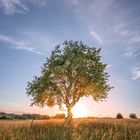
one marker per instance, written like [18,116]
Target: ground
[80,129]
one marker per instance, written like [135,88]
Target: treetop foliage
[72,71]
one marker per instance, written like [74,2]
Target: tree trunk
[69,113]
[69,116]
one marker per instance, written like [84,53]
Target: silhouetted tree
[69,74]
[132,116]
[119,116]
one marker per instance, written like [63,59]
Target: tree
[72,71]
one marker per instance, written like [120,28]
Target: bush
[132,116]
[119,116]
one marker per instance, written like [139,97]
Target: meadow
[80,129]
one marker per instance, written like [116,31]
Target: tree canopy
[72,71]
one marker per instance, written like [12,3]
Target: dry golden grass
[81,129]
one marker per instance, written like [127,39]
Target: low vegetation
[11,116]
[80,129]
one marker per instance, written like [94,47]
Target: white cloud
[96,36]
[17,44]
[136,73]
[39,2]
[13,6]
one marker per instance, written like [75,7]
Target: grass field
[81,129]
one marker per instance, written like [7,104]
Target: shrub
[119,116]
[132,116]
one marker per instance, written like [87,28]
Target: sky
[30,29]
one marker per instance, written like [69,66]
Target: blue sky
[30,29]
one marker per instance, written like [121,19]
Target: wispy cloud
[17,44]
[136,72]
[13,6]
[95,36]
[39,2]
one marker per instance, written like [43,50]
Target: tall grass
[81,129]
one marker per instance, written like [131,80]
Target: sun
[79,110]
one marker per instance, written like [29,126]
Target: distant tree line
[12,116]
[131,116]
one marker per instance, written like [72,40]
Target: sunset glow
[79,110]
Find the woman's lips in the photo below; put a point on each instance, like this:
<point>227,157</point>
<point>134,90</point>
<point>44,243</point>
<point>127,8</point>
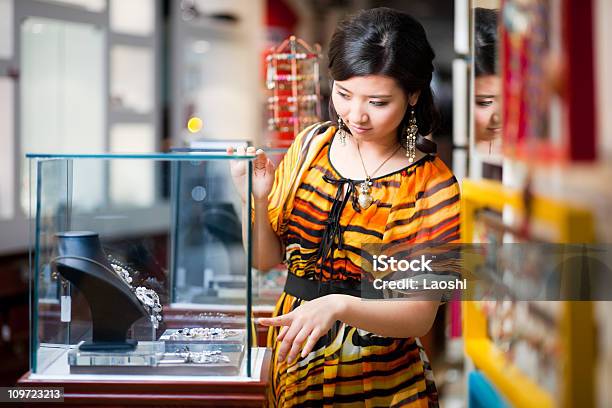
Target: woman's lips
<point>359,129</point>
******************************
● **Aim of the task**
Recast every line of the entries above as a numbered list, skipping blank lines and leaving out the pictures.

● **Problem solution**
1. one marker per instance, written like [18,116]
2. Target: ground
3. [80,129]
4. one marker per instance, written like [135,88]
5. Target: treetop foliage
6. [72,71]
7. one marker per instance, written like [74,2]
8. Target: tree trunk
9. [69,113]
10. [69,116]
11. one marker per instance, written like [84,53]
12. Target: silhouetted tree
13. [69,74]
14. [132,116]
15. [119,116]
16. one marker per instance, written like [63,59]
17. Target: tree
18. [72,71]
19. one marker per instance, written like [120,28]
20. Target: bush
21. [132,116]
22. [119,116]
23. one marker per instance, written like [139,97]
24. Target: meadow
25. [80,129]
26. one marker per instance, written like [116,31]
27. Target: tree canopy
28. [72,71]
29. one marker per instance, written like [12,3]
30. Target: dry golden grass
31. [81,129]
32. one marker per instance, written like [127,39]
33. Target: low vegetation
34. [11,116]
35. [80,129]
36. one marker per instance, written like [94,47]
37. Target: white cloud
38. [96,36]
39. [17,44]
40. [136,73]
41. [39,2]
42. [13,6]
43. one marker per instance, written like [75,7]
44. Target: grass field
45. [81,129]
46. one marker per instance, written like [7,104]
47. Target: shrub
48. [119,116]
49. [132,116]
50. one marker per instance, written like [87,28]
51. Target: sky
52. [30,29]
53. one marker per instance, written like [69,66]
54. Target: blue sky
55. [30,29]
56. one marker per instance, written like [121,19]
57. Target: wispy cloud
58. [17,44]
59. [136,72]
60. [13,6]
61. [95,36]
62. [39,2]
63. one marker per instance, written like [43,50]
64. Target: tall grass
65. [81,129]
66. one marker per instance, written like [131,80]
67. Target: sun
68. [79,110]
69. one marker per instance, written like [29,126]
70. Target: distant tree line
71. [12,116]
72. [131,116]
73. one marker per instance, written like [72,40]
74. Target: sunset glow
75. [79,110]
76. Find the woman's lips in the photo below; put a point on each instance, like this:
77. <point>227,157</point>
78. <point>134,90</point>
79. <point>44,243</point>
80. <point>127,8</point>
81. Target: woman's lips
82. <point>359,129</point>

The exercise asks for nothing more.